# Problem A
Answer these questions from the article on the Paycheck Protection for Producers Act:
(i) On what date did Sens. John Thune and Tammy Baldwin introduce the bill in the Senate?
(ii) Which two bodies issued the April 24 guideline on how individuals without employees should calculate their loan payments?
(iii) Up to what amount of 2019 net income does that guideline say to use?
# Problem B
Repeat the passage of the article on the Paycheck Protection for Producers Act, starting with "The Paycheck Protection for Producers Act helps" and going on through "the COVID-19 pandemic.".

# Excerpt
______
The Paycheck Protection for Producers Act helps farmers calculate their Paycheck Protection loan differently
By Diego Flammini
Lawmakers from both sides of the aisle are supporting a bill to help provide farmers more flexibility as they continue to navigate the COVID-19 pandemic.
The Paycheck Protection for Producers Act introduced in the senate by Sens. John Thune (R-S.D.) and Tammy Baldwin (D-Wis.) on June 9 allows farmers to calculate their Paycheck Protection Program (PPP) loans differently.
Rep. Ron Kind (D-Wis.), Glenn Thompson (R-Pa.), Anthony Brindisi (D-N.Y.) and John Joyce (R-Pa.) introduced the bill in the House of Representatives.
On April 24, the Small Business Administration and U.S. Department of the Treasury provided the following guideline for how individuals without employees should calculate their loan payments:
- Use the net income amount from 2019 (up to $100,000)
______
(Collected data)

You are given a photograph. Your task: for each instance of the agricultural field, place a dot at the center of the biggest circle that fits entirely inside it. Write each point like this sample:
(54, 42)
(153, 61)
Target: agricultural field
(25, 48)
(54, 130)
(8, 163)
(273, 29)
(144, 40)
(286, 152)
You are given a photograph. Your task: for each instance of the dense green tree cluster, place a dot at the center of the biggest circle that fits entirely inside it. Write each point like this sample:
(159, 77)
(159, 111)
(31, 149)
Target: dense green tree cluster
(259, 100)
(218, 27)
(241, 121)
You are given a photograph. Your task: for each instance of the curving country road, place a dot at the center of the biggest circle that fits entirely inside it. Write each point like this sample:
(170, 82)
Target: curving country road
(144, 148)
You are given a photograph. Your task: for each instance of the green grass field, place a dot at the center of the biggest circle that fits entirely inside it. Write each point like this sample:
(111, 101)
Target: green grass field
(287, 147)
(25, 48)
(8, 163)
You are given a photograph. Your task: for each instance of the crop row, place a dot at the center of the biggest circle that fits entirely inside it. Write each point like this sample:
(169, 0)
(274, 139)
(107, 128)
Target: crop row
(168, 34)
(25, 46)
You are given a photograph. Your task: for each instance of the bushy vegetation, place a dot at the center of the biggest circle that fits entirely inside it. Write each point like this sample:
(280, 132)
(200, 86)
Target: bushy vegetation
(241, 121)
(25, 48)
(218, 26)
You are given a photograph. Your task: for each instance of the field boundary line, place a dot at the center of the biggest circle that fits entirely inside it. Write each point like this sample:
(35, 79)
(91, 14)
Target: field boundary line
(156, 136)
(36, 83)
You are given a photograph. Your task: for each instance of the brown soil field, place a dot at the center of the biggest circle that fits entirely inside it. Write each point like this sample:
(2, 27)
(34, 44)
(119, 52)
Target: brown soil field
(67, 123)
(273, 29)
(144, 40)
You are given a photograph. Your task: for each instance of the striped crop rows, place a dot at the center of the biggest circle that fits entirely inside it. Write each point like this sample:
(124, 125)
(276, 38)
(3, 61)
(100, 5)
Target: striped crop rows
______
# Task solution A
(i) June 9
(ii) The Small Business Administration and the U.S. Department of the Treasury
(iii) $100,000

# Task solution B
The Paycheck Protection for Producers Act helps farmers calculate their Paycheck Protection loan differently
By Diego Flammini
Lawmakers from both sides of the aisle are supporting a bill to help provide farmers more flexibility as they continue to navigate the COVID-19 pandemic.